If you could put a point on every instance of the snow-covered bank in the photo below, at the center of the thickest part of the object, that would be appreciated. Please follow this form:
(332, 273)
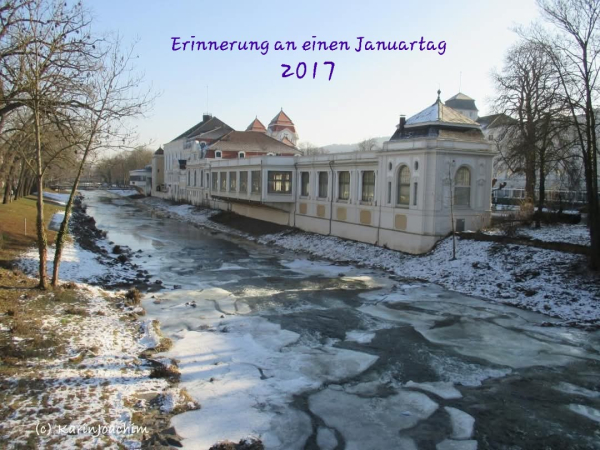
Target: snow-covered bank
(124, 192)
(546, 281)
(551, 282)
(61, 199)
(78, 264)
(96, 381)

=== EXERCISE GOAL ===
Rewrite the rows above with every "snow-covered bank" changed to "snowbank" and nothing else altered. Omit the pictures.

=== EXERCISE SOLUTION ===
If you could put a point on every instance of the snowbank in the photo below, at the center of the thickest part of the object, that would be appreciated. Please follow this form:
(332, 273)
Target: snowbank
(124, 192)
(546, 281)
(551, 282)
(61, 199)
(78, 264)
(96, 381)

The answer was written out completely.